> _TASK INSTRUCTIONS_: Take the line that has "Task: Where can the black laptop" in it and every line after it to the end of the entries, and reproduce them exactly.

> _INFORMATION GIVEN_:

──────────────────────────────

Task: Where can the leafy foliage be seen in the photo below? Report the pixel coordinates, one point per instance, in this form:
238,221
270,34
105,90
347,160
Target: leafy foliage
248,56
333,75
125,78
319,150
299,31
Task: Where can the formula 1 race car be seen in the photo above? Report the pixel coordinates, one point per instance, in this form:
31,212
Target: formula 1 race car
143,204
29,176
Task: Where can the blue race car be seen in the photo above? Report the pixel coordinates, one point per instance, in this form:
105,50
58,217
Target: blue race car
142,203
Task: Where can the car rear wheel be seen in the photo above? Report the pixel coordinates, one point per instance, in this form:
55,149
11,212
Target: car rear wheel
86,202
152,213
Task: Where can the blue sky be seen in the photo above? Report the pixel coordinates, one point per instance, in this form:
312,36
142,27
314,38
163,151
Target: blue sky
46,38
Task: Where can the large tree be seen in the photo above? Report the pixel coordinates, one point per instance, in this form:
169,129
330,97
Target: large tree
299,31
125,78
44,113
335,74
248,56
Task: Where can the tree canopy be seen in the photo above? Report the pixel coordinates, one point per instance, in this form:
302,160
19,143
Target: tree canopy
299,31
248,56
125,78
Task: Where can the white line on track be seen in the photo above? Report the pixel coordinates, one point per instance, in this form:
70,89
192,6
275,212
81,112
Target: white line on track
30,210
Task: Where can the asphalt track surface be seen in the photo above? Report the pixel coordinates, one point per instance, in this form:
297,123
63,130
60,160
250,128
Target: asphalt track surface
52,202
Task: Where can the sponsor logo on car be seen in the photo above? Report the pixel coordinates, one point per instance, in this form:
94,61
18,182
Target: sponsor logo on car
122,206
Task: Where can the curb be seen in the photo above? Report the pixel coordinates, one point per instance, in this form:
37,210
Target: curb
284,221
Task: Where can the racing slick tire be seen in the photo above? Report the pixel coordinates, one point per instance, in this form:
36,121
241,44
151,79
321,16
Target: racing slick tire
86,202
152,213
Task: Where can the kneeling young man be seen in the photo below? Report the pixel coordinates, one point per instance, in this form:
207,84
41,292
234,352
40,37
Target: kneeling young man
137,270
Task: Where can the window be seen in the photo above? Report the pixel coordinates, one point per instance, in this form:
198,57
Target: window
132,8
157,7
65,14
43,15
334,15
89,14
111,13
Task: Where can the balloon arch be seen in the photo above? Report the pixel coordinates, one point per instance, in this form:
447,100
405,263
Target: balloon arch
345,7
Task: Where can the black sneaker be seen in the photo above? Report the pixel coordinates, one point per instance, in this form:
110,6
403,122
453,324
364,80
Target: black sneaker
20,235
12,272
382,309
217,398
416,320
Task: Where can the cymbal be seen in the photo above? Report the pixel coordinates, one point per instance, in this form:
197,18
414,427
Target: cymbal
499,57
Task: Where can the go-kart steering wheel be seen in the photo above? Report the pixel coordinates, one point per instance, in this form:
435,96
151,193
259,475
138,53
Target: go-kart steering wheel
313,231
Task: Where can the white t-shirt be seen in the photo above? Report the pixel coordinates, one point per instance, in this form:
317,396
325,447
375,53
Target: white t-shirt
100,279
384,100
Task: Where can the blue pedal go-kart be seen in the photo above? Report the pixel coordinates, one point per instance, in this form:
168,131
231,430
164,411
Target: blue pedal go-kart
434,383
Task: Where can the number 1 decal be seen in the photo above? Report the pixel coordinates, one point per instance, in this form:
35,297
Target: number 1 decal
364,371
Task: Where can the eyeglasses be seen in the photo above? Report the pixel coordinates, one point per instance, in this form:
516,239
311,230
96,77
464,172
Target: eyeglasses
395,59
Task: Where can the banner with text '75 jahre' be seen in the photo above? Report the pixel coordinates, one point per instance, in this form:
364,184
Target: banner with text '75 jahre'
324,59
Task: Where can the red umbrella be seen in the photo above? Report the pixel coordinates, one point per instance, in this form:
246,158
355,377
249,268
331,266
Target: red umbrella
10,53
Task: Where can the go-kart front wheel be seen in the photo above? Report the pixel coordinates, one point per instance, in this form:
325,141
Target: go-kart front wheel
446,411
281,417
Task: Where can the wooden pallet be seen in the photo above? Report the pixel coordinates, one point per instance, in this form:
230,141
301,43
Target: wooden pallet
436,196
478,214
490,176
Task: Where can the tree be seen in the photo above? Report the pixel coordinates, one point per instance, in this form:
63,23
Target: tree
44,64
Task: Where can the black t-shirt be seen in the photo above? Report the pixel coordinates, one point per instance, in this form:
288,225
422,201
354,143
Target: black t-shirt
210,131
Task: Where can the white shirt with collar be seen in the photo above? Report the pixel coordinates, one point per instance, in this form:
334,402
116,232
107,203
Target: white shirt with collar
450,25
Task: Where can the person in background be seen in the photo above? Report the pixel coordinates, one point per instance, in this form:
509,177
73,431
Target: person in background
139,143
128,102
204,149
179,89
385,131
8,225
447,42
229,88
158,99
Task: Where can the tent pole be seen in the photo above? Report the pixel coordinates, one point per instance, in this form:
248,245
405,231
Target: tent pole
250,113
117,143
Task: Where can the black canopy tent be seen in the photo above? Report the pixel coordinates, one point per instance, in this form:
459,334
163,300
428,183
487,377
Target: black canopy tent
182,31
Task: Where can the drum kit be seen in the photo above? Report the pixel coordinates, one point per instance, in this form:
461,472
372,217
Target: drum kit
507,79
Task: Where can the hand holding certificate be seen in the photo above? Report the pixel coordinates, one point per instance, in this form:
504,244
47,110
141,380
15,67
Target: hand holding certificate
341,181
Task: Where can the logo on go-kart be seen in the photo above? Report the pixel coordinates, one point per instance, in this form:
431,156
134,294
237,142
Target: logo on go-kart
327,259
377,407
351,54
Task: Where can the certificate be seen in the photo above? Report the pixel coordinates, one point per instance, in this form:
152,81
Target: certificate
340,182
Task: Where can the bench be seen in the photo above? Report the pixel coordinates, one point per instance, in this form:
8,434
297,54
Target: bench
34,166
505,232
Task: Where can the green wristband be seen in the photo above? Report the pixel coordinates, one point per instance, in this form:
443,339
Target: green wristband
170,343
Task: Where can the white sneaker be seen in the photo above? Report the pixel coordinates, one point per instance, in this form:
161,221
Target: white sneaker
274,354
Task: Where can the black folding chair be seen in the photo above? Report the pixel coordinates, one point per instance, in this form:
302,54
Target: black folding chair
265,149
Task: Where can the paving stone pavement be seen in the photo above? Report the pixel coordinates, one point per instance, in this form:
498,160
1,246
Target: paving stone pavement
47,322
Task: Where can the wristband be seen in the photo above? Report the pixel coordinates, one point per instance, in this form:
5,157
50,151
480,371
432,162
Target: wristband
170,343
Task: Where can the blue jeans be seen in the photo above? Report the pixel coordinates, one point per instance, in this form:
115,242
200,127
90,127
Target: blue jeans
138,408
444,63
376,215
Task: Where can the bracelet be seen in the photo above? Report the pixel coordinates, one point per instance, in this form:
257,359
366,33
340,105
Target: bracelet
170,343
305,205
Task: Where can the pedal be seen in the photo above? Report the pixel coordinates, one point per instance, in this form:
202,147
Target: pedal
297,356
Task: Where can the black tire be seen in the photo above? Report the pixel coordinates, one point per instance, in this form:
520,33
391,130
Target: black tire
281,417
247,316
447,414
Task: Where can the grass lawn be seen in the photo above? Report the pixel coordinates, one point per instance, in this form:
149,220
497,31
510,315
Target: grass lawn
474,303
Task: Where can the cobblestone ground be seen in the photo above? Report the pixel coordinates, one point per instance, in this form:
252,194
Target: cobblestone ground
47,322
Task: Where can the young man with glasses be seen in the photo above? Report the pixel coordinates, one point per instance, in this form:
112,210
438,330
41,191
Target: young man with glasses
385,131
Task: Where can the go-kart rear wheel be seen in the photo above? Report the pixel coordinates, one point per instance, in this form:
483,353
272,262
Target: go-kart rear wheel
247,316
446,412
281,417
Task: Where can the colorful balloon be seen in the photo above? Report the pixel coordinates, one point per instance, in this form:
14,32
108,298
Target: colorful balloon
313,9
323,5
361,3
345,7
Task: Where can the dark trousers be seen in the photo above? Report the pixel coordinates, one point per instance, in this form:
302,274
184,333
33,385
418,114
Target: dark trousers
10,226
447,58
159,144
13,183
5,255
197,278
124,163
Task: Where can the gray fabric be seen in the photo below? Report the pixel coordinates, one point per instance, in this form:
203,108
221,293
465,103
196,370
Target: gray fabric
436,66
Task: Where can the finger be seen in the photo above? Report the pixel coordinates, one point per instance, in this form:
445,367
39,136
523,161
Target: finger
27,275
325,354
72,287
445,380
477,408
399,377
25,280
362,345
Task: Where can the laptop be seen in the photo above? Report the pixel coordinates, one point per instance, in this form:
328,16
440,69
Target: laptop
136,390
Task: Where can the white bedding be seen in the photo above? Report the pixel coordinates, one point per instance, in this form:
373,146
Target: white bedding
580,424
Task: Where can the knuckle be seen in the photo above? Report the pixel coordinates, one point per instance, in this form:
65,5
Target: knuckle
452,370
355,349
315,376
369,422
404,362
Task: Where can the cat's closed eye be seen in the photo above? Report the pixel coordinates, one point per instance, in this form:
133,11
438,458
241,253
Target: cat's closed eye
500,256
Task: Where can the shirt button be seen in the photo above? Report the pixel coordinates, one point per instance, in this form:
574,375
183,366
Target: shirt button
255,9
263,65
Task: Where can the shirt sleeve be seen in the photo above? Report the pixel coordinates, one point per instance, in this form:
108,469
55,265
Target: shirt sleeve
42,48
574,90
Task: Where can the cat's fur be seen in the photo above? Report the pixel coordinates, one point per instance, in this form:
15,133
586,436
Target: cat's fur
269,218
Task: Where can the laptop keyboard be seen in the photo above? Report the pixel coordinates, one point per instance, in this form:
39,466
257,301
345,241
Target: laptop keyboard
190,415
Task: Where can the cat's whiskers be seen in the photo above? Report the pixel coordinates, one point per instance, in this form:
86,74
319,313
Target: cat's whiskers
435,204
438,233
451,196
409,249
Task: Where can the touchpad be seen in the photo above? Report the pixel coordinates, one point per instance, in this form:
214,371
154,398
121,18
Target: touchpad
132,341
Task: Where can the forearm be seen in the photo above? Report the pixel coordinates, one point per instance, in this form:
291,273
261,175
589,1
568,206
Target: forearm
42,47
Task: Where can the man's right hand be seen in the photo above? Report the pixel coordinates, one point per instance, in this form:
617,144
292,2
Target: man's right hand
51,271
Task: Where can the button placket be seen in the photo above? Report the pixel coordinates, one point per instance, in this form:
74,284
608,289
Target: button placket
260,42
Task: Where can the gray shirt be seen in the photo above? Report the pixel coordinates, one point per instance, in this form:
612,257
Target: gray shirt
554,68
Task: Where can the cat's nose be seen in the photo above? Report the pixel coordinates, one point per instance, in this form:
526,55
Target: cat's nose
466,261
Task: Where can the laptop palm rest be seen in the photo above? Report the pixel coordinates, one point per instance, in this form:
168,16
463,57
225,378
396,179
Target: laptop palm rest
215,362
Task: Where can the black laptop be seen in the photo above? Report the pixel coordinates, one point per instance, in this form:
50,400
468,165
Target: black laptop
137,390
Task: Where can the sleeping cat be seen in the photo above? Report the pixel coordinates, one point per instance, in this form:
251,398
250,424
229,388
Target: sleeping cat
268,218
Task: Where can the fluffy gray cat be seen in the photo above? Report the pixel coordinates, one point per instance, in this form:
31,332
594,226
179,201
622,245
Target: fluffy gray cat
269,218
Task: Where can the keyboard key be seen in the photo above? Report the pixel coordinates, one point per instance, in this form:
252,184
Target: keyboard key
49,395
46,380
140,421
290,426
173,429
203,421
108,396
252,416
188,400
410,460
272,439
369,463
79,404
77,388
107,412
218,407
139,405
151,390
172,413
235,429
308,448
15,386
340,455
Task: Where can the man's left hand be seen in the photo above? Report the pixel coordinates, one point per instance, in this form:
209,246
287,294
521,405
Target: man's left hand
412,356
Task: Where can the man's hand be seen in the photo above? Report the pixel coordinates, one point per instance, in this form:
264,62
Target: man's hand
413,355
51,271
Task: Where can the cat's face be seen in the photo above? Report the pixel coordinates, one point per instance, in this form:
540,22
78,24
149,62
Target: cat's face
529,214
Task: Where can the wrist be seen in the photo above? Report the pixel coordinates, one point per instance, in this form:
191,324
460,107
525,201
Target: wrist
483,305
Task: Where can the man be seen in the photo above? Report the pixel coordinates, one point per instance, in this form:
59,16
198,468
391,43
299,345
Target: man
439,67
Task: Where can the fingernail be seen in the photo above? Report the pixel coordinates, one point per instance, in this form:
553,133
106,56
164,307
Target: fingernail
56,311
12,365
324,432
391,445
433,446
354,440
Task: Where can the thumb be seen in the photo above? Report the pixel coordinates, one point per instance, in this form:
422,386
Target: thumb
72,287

──────────────────────────────

> _RESULT OF THIS TASK_:
Task: Where can the black laptop be seen in the photo above? Report the pixel coordinates, one point per instance, in this form:
50,400
468,165
Target: black laptop
137,390
Task: Where can the sleeping cat be seen in the photo above? Report the pixel coordinates, one point per instance, in this form:
251,398
250,424
229,388
Target: sleeping cat
268,218
Task: Where can the fluffy gray cat be seen in the photo above? Report the pixel coordinates, one point per instance, in this form:
31,332
594,226
179,201
622,245
Target: fluffy gray cat
269,218
Task: Where can the keyboard key be seen in the photo above? Report the pixel coordinates, one point per instance, in this form:
252,184
Target: keyboard key
49,395
46,380
140,421
290,426
173,429
203,421
108,396
252,416
188,400
410,460
272,439
369,463
79,404
77,388
107,412
218,407
139,405
151,390
172,413
235,429
308,448
15,386
340,455
Task: Where can the man's left hand be seen in the photo above? Report the pixel coordinates, one point per instance, in this form:
209,246
287,294
521,405
Target: man's left hand
412,356
Task: Where can the man's hand be seen in the photo above? Report the pixel coordinates, one point per instance, in this form:
264,62
Target: man's hand
413,355
51,271
Task: Where can the cat's face be seen in the photo above? Report the pixel coordinates, one point per instance, in this form:
540,22
78,24
149,62
Target: cat's face
529,214
Task: Where can the wrist be seen in the photo above? Report the pixel coordinates, one point per instance, in this form:
191,324
460,107
525,201
Target: wrist
483,305
Task: Where can the man be seen in the photo above? Report the pixel coordinates, one point per instance, in this form:
59,16
198,468
391,43
299,345
Target: man
439,67
Task: Where can the fingernail be seen in the photo above? Report the pixel coordinates, one point per instance, in this form:
553,133
106,56
164,307
Target: fingernail
56,311
12,365
324,432
391,445
433,446
354,440
Task: Where can the thumb be seen in the photo above? Report the pixel coordinates, one point per instance, in this form:
422,386
Target: thumb
72,287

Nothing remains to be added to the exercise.